• Set exercise
Turn the listing below into a numbered list with one line per number, skipping blank lines and leaving out any picture.

• Supplied data
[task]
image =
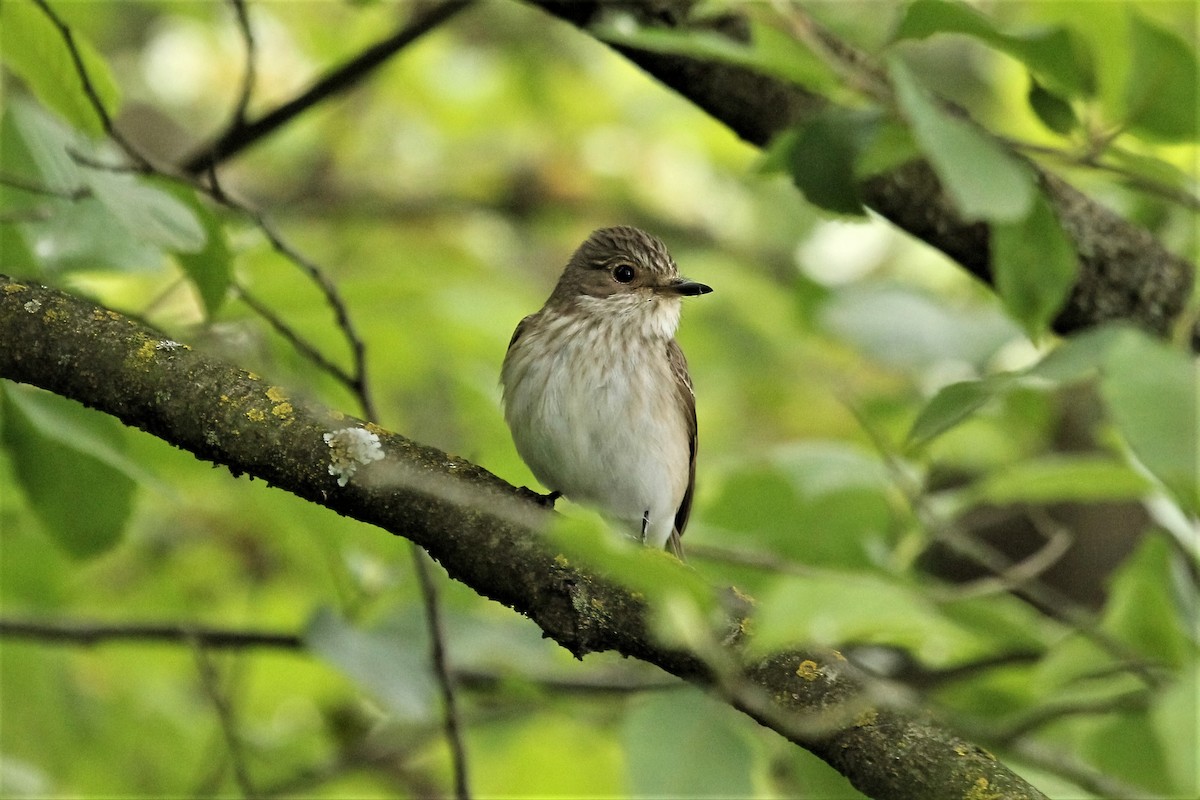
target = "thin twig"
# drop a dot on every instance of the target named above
(89, 633)
(237, 138)
(294, 338)
(211, 684)
(238, 118)
(89, 88)
(421, 563)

• In response
1. [task]
2. image =
3. target = "thin twig"
4. # drop a dot on every instance of the target named above
5. (89, 633)
6. (237, 138)
7. (294, 338)
8. (211, 684)
9. (238, 118)
10. (89, 88)
11. (421, 563)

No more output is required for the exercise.